*Written instruction:* Put the rows below into a JSON list of strings, one string per line, leaving out any blank lines.

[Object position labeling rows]
:::::

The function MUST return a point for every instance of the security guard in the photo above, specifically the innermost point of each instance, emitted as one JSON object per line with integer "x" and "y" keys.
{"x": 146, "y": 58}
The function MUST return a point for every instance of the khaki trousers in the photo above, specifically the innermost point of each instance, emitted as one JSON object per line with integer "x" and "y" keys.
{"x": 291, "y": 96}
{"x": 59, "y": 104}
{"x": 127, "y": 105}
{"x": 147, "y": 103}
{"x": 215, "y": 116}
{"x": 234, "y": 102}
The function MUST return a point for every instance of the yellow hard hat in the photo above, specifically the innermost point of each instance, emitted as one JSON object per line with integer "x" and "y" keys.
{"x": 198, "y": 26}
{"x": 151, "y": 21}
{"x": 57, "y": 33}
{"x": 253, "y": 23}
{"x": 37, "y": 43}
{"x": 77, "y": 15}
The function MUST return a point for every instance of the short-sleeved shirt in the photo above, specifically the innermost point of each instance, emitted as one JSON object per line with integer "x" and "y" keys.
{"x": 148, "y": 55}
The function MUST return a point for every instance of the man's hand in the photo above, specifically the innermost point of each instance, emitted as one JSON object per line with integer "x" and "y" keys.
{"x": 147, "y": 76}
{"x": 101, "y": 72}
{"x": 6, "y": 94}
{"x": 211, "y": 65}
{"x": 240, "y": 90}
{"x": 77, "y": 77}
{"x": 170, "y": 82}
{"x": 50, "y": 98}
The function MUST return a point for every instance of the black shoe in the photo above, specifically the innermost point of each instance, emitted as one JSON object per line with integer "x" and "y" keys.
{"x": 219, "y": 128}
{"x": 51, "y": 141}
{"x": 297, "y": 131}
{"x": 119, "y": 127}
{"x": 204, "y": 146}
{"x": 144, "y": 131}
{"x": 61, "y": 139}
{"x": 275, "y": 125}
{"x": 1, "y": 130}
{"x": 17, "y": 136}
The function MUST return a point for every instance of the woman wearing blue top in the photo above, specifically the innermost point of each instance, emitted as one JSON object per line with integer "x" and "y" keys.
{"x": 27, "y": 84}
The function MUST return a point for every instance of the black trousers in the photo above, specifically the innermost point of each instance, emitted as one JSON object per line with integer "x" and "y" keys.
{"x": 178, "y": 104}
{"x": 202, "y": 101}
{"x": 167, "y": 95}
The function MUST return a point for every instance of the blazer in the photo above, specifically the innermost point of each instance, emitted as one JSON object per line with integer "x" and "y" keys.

:::::

*Exercise output:*
[
  "The function MUST return a point for every instance of the security guard in the photo above, specifically the innermost point of each instance, emitted as one JSON object per line with integer \"x\" and \"y\" keys.",
  "{\"x\": 146, \"y\": 58}",
  "The function MUST return a point for every instance of the khaki trousers in the photo above, specifically the innermost point of each instance, emitted as one JSON object per line with integer \"x\" and \"y\" keys.",
  "{\"x\": 291, \"y\": 96}",
  "{\"x\": 59, \"y\": 104}",
  "{\"x\": 127, \"y\": 105}",
  "{\"x\": 147, \"y\": 103}",
  "{\"x\": 215, \"y\": 116}",
  "{\"x\": 234, \"y\": 102}",
  "The function MUST return a point for every instance of the yellow hard hat in the photo above, specifically the innermost point of each instance, emitted as one JSON object per line with integer \"x\" and \"y\" keys.",
  "{\"x\": 198, \"y\": 26}",
  "{\"x\": 151, \"y\": 21}",
  "{\"x\": 57, \"y\": 33}",
  "{\"x\": 253, \"y\": 23}",
  "{\"x\": 37, \"y\": 43}",
  "{\"x\": 77, \"y\": 15}",
  "The function MUST return a point for every instance of the short-sleeved shirt in the photo above, specifically the innermost point of each instance, emitted as one JSON object per line with integer \"x\" and \"y\" keys.",
  "{\"x\": 148, \"y\": 55}",
  "The function MUST return a point for every instance of the man's hand in the photo above, specifically the innermost point of each instance, emitted as one JSON object per line with integer \"x\" and \"y\" keys.",
  "{\"x\": 147, \"y\": 76}",
  "{\"x\": 101, \"y\": 72}",
  "{\"x\": 6, \"y\": 94}",
  "{\"x\": 211, \"y\": 65}",
  "{\"x\": 240, \"y\": 90}",
  "{\"x\": 77, \"y\": 77}",
  "{\"x\": 170, \"y\": 82}",
  "{\"x\": 50, \"y\": 98}",
  "The function MUST return a point for every instance of the black shoe in the photo above, specifically the innermost point of each instance, emitted as one JSON object per line with integer \"x\" and \"y\" keys.",
  "{\"x\": 219, \"y\": 128}",
  "{\"x\": 51, \"y\": 141}",
  "{\"x\": 297, \"y\": 131}",
  "{\"x\": 119, \"y\": 127}",
  "{\"x\": 204, \"y\": 146}",
  "{\"x\": 144, \"y\": 131}",
  "{\"x\": 61, \"y\": 139}",
  "{\"x\": 275, \"y\": 125}",
  "{\"x\": 1, \"y\": 130}",
  "{\"x\": 17, \"y\": 136}",
  "The function MUST return a point for every instance of the woman wearing blue top in the photo above, specifically the innermost point of each instance, emitted as one JSON object per line with integer \"x\" and \"y\" keys.",
  "{\"x\": 27, \"y\": 84}",
  "The function MUST return a point for every instance of the black trousers in the photo above, specifically the innermost point of each instance, emitted as one JSON object per line with integer \"x\" and \"y\" keys.",
  "{\"x\": 178, \"y\": 104}",
  "{\"x\": 202, \"y\": 101}",
  "{\"x\": 167, \"y\": 95}",
  "The function MUST return a point for every instance of the blazer in the photo above, specifically the innermost point of each instance, emitted as one JSON object per line with integer \"x\" and \"y\" keys."
]